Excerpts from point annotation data
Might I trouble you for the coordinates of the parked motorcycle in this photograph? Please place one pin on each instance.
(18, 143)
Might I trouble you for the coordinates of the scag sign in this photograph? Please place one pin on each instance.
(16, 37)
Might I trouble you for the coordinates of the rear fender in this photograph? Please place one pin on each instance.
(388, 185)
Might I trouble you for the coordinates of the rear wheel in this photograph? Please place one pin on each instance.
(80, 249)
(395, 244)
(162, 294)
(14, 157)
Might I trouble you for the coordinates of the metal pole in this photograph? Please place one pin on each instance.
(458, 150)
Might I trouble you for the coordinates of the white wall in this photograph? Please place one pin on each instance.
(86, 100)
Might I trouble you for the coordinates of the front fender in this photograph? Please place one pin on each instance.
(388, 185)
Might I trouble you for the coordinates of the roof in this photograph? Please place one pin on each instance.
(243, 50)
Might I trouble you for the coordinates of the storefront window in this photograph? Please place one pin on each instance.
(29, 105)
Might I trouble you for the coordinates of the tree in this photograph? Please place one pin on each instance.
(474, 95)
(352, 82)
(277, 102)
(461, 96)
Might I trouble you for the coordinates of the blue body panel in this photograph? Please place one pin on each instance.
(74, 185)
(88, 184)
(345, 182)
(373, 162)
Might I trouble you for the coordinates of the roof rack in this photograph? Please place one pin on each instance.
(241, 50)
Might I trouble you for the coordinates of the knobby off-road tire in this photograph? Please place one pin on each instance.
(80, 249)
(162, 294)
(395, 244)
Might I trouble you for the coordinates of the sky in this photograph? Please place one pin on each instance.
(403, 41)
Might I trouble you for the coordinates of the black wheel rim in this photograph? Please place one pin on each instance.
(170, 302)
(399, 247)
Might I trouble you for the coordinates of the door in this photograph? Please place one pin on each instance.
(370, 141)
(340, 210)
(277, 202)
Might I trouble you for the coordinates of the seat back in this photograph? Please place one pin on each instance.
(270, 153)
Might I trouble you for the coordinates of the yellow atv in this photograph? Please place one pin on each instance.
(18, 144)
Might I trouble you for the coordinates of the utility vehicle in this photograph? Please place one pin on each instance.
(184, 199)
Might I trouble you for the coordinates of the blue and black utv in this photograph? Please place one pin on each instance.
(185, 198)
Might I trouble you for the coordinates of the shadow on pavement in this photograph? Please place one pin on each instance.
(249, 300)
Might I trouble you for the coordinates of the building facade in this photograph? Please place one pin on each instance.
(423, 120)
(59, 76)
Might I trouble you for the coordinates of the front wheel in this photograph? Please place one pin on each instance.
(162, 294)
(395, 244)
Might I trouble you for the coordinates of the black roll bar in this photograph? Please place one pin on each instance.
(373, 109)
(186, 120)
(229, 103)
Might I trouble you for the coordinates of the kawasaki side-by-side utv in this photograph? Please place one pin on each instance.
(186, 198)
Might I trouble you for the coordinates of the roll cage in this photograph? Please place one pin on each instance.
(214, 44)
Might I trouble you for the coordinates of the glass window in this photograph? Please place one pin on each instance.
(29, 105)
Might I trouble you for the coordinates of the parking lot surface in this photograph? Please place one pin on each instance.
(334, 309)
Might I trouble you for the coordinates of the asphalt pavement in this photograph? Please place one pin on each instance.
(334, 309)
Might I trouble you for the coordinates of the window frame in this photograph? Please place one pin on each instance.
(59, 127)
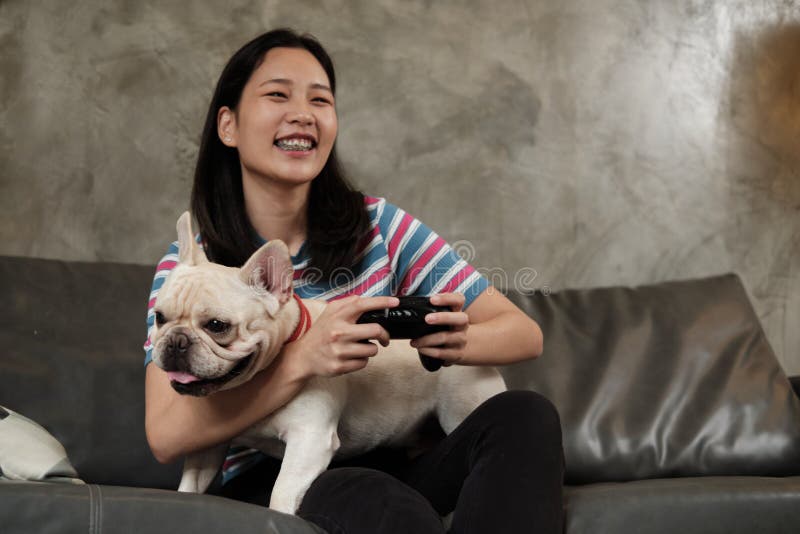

**Required task:** List every line of the entries above that contains the word "rear".

**Correct response:**
Might I trouble you for the coordinates of the rear fender in this photograph? Please place one pin on each instance.
Might I trouble you for the coordinates of the rear wheel in this photograph? Please place one pin on each instance.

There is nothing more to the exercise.